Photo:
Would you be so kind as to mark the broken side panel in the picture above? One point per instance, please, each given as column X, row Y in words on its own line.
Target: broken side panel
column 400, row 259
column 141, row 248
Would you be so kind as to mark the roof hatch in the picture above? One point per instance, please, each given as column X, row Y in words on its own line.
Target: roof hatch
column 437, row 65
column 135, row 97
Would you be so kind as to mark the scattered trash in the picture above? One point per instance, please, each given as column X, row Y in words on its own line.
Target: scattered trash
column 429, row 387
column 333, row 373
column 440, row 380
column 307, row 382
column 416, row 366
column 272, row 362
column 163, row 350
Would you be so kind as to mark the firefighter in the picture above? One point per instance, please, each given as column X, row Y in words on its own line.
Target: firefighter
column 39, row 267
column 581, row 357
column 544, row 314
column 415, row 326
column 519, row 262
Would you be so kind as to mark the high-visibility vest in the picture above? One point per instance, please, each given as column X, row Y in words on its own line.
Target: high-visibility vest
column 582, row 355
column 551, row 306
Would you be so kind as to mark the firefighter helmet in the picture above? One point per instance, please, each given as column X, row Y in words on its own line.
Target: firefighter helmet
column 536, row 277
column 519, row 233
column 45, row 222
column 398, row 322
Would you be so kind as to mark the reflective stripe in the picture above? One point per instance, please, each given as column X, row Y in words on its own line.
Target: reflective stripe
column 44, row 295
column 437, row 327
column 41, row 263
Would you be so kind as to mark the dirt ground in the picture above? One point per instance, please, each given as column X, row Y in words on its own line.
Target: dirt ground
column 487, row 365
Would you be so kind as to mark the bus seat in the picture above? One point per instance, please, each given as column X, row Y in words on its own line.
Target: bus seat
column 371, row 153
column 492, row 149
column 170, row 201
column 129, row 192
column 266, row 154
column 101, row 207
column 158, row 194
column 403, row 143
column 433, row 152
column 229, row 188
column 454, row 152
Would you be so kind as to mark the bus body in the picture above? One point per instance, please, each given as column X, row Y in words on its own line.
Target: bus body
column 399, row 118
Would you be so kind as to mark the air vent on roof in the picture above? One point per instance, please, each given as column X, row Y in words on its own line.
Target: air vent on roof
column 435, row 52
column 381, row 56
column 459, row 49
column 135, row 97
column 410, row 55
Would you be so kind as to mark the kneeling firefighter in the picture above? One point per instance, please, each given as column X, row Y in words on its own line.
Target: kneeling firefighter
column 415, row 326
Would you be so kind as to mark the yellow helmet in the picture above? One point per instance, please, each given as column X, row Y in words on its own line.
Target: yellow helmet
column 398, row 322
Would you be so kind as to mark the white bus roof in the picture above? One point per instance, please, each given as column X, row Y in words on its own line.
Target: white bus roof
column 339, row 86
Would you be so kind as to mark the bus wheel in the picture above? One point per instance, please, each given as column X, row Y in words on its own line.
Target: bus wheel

++++++++

» **SHORT TASK**: Reproduce the material verbatim, beginning with the line that contains "Would you be so kind as to mark the bus seat" and ending after the line that contains "column 433, row 152".

» **SOLUTION**:
Would you be so kind as to mark the bus seat in the picture above? One point per instance, please, each given as column X, row Y in words on its own line.
Target: bus seat
column 371, row 153
column 492, row 149
column 170, row 201
column 129, row 192
column 266, row 154
column 101, row 207
column 158, row 194
column 403, row 143
column 433, row 152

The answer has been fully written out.